* begin DOCUMENT SECTION *

Keeping a listing brings discipline and access to the capital markets. LVMH is expected to have net cash next year, according to the Bloomberg consensus of analysts’ estimates. But being able to tap shareholders would be useful should a big acquisition such as Chanel, which could be worth about 150 billion euros, become available.

But there are risks ahead for LVMH.

The first is succession. That’s a little way off right now, seeing as LVMH lifted the age limit of its CEO last year, enabling Arnault, who is 73, to remain at the helm until he’s 80. Eventually, however, he’ll have to choose whether to appoint one of his children to the top role or split responsibilities among the five children.

If Arnault were to pick one of the younger sons, Alexandre, 30, who has a senior role at Tiffany, or Frederic, 28, who runs Swiss watchmaker Tag Heuer, then he could emulate Prada SpA and appoint a non-family member as caretaker CEO until they are ready to take over.  LVMH also has a cadre of top executives, such as Burke, Beccari (if he does well at Louis Vuitton), and group managing director Antonio Belloni, who would be safe pairs of hands.

Whichever structure is chosen, the process must be handled carefully: Splitting the CEO’s responsibilities opens up the possibility of conflict between the siblings.

Given that LVMH is increasingly in a league of its own, another danger is complacency. The backdrop is also looking more challenging. Investors are betting on a return of revenge spending by Chinese consumers now that they can travel, but the next few months will be volatile. Meanwhile, the US luxury market is slowing.

And LVMH is in the fashion business after all. Not only is it a notoriously fickle industry, but the desire to always be at the cutting-edge can generate faux pas that alienate shoppers.

* end DOCUMENT SECTION *
* begin RECORDED DATA *

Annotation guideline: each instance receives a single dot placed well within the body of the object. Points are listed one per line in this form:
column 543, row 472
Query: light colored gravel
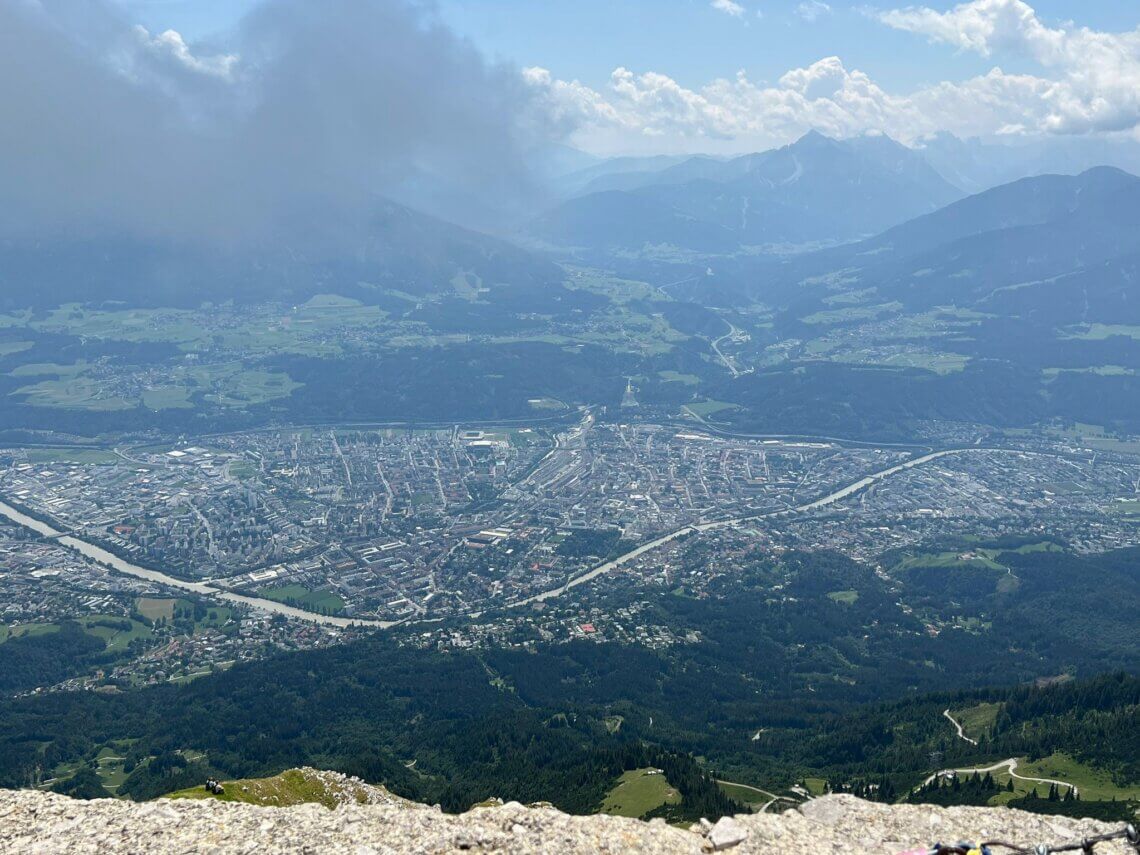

* end RECORDED DATA *

STATED TASK: Reproduce word for word the part of the LVMH text starting with "Keeping a listing" and going on through "ahead for LVMH.".

EXERCISE RESPONSE:
Keeping a listing brings discipline and access to the capital markets. LVMH is expected to have net cash next year, according to the Bloomberg consensus of analysts’ estimates. But being able to tap shareholders would be useful should a big acquisition such as Chanel, which could be worth about 150 billion euros, become available.

But there are risks ahead for LVMH.